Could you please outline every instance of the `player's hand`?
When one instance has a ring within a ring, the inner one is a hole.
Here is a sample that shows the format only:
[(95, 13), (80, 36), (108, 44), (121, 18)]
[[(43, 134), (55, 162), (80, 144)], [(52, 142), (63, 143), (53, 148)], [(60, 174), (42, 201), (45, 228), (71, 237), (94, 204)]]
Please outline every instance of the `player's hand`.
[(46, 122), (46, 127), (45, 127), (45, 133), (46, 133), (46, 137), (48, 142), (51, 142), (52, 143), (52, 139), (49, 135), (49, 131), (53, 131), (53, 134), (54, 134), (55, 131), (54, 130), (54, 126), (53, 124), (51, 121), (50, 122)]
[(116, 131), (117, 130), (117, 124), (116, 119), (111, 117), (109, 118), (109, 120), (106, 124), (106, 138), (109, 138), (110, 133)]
---
_Short task_
Rewrite all of the data above as a numbered list, skipping any blank lines.

_Solution to this task_
1. Could you please outline every instance of the `player's hand`?
2. When one instance has a ring within a ring, the inner one is a hole.
3. Here is a sample that shows the format only:
4. [(95, 13), (80, 36), (108, 44), (121, 18)]
5. [[(43, 134), (55, 162), (80, 144)], [(52, 142), (63, 143), (53, 148)], [(60, 174), (42, 201), (45, 228), (71, 237), (94, 204)]]
6. Please outline every instance of the `player's hand`.
7. [(46, 122), (46, 127), (45, 127), (45, 133), (46, 133), (46, 137), (48, 142), (51, 142), (52, 143), (52, 139), (49, 135), (49, 131), (53, 131), (53, 134), (54, 134), (55, 131), (54, 130), (54, 126), (53, 124), (51, 121), (50, 122)]
8. [(116, 131), (117, 130), (117, 124), (116, 119), (111, 117), (109, 118), (109, 120), (106, 124), (106, 138), (109, 138), (110, 133)]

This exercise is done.